Saved entries:
[Start]

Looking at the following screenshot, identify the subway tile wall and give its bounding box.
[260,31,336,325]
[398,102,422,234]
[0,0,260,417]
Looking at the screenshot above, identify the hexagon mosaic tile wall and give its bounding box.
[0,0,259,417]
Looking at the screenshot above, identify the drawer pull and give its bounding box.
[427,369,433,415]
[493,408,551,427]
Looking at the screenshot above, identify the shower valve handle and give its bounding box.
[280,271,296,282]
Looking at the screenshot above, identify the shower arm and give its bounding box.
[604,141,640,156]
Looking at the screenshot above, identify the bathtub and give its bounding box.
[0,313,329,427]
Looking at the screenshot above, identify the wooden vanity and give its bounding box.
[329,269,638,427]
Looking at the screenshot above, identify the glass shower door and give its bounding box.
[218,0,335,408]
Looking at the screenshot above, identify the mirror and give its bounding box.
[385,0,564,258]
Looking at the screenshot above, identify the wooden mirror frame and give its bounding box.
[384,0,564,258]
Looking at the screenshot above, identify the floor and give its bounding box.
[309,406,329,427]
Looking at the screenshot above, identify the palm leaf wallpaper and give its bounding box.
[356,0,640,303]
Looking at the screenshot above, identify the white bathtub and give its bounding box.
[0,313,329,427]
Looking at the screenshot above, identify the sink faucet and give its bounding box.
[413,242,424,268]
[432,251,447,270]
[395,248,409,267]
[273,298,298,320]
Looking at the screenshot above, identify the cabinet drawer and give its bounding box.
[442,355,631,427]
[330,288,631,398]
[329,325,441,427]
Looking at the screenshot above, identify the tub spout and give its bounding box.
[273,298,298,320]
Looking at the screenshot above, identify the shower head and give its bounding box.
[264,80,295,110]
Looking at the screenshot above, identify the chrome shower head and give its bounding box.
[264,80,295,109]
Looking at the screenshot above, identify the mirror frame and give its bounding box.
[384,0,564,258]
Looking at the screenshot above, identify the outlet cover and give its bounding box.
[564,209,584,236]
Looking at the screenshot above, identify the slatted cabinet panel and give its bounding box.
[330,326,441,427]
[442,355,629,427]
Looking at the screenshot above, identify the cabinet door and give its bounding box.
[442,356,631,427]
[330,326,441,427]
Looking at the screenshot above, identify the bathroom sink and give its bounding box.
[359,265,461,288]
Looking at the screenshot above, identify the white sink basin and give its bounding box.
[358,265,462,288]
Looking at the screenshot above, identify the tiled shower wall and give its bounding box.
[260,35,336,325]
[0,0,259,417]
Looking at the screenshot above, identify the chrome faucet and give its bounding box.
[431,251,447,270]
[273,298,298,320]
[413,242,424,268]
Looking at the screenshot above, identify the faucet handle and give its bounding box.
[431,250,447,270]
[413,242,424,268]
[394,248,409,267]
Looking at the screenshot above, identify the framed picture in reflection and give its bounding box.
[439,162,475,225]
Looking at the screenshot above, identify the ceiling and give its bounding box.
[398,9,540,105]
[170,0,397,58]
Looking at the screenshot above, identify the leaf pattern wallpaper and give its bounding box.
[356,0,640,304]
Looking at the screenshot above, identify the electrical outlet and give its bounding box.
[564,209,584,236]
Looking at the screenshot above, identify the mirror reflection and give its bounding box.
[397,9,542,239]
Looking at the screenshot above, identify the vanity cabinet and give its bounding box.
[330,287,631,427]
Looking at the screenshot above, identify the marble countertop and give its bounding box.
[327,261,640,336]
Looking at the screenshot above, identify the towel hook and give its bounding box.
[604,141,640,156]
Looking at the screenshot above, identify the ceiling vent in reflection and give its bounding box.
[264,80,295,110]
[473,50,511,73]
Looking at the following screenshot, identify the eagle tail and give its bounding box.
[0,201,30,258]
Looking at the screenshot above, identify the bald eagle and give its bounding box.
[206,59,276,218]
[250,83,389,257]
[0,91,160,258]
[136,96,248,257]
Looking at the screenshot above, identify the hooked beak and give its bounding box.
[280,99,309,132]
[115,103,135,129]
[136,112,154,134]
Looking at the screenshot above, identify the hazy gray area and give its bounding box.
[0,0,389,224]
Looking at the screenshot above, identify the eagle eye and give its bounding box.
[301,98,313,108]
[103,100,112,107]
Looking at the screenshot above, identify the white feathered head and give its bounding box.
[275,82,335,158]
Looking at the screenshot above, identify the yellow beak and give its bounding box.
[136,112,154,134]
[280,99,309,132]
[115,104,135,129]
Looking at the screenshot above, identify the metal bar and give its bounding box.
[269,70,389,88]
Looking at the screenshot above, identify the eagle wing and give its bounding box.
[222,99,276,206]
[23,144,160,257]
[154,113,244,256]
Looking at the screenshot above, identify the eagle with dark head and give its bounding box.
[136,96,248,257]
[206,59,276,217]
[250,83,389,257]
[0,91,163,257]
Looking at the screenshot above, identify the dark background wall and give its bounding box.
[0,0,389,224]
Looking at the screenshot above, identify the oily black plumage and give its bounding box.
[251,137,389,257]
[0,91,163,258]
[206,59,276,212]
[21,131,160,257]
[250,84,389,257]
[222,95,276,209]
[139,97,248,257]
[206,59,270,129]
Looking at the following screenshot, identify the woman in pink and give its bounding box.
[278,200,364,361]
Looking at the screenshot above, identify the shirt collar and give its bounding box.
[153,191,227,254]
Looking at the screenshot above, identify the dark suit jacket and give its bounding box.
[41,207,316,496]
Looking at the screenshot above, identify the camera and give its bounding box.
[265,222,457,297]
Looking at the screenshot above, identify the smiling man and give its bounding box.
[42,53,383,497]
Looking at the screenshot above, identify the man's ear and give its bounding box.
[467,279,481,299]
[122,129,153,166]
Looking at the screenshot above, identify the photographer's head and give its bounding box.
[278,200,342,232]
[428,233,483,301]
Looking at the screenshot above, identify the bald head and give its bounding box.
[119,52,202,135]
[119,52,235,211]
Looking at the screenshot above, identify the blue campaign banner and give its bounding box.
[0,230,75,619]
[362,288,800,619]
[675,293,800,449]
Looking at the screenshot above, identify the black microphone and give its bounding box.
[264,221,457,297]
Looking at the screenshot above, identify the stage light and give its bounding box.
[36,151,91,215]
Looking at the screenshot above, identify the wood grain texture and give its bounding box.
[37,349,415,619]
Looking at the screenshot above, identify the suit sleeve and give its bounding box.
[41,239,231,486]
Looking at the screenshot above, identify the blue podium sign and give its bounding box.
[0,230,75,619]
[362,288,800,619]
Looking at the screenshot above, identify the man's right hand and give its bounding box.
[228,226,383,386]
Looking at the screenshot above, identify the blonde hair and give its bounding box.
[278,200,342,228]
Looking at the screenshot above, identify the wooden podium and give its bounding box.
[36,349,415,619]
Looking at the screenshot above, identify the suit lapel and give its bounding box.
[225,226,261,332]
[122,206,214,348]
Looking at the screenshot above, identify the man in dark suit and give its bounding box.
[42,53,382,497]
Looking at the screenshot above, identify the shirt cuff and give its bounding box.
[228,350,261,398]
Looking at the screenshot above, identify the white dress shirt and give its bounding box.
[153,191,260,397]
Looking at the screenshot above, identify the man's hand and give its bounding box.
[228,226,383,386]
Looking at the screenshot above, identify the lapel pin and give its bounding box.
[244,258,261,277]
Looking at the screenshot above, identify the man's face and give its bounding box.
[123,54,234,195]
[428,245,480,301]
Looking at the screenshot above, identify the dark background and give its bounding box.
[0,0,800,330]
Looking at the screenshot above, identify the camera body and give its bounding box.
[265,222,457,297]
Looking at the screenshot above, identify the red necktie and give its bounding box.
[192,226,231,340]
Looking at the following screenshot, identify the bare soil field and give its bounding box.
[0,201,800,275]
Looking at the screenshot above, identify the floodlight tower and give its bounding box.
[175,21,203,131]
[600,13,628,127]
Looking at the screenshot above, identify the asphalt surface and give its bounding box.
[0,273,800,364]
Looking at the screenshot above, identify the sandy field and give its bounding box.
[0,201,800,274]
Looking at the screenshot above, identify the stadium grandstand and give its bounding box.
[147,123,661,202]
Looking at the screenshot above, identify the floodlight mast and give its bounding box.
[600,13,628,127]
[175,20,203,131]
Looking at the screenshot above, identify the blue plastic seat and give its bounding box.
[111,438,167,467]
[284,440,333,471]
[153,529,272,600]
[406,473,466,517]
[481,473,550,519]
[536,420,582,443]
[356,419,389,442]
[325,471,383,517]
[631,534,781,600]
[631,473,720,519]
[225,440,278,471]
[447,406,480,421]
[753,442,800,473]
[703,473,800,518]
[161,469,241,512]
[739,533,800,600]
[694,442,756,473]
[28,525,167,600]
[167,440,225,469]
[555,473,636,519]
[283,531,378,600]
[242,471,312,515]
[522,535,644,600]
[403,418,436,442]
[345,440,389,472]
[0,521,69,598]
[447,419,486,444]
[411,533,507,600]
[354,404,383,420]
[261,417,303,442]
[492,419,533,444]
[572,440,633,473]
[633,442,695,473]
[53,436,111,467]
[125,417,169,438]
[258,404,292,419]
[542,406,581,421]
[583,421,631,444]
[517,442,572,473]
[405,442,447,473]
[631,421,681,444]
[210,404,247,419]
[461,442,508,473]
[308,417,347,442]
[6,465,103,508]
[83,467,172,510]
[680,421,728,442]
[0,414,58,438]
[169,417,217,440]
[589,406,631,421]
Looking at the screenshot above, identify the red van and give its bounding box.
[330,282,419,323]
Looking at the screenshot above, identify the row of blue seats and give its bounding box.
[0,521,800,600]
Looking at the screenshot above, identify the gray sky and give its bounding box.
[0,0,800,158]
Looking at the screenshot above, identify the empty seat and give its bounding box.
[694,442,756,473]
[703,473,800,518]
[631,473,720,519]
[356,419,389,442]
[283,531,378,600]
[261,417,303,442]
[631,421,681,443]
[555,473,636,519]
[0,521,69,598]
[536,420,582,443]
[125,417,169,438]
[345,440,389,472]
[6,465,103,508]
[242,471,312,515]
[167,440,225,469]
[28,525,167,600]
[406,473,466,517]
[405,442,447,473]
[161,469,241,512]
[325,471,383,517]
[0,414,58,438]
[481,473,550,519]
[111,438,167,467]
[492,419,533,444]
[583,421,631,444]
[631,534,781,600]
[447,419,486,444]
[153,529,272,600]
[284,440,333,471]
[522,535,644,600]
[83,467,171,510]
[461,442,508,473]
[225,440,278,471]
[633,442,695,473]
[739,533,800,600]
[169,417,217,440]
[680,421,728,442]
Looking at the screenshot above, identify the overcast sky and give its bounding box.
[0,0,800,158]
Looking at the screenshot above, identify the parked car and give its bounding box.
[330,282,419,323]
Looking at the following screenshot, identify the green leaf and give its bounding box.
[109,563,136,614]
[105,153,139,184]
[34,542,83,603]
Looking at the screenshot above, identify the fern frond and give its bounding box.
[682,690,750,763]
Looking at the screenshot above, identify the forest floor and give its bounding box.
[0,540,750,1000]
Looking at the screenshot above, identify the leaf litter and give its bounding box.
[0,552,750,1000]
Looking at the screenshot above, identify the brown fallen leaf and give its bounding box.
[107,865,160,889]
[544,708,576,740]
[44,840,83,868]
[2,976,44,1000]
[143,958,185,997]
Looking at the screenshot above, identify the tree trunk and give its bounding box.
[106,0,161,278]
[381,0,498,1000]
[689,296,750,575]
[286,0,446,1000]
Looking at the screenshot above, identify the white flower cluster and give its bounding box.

[End]

* [GIVEN REQUEST]:
Repeat the records word for word, starting at the line containing "Looking at the screenshot above, identify the eagle eye" and ending at the line containing "[278,200,364,361]", with both of those lines included.

* [COMPLETED EXERCISE]:
Looking at the screenshot above, identify the eagle eye and give its bounding box.
[301,98,313,108]
[103,100,112,107]
Looking at the screenshot above, identify the white feathered head and give its bounding box.
[275,82,335,158]
Looking at the screenshot above, identify the yellow beak and give its bounding box.
[136,112,154,134]
[280,99,309,132]
[115,104,135,129]
Looking at the screenshot above, identify the metal bar and give its bounding box.
[269,70,389,88]
Looking at the screenshot above, identify the eagle wing and give its bounding box.
[222,99,276,206]
[23,144,160,257]
[154,113,244,256]
Looking at the screenshot above, identify the eagle with dark head and give its bounding box.
[136,96,248,257]
[206,59,276,217]
[250,83,389,257]
[0,91,163,257]
Looking at the screenshot above, identify the dark background wall and give its bounding box.
[0,0,389,224]
Looking at the screenshot above, identify the oily black plumage and give its bounding box.
[251,137,389,257]
[0,91,163,258]
[206,59,276,212]
[21,131,160,257]
[250,84,389,257]
[222,95,276,209]
[139,97,248,257]
[206,59,270,129]
Looking at the following screenshot, identify the woman in pink and give its bounding box.
[278,200,364,361]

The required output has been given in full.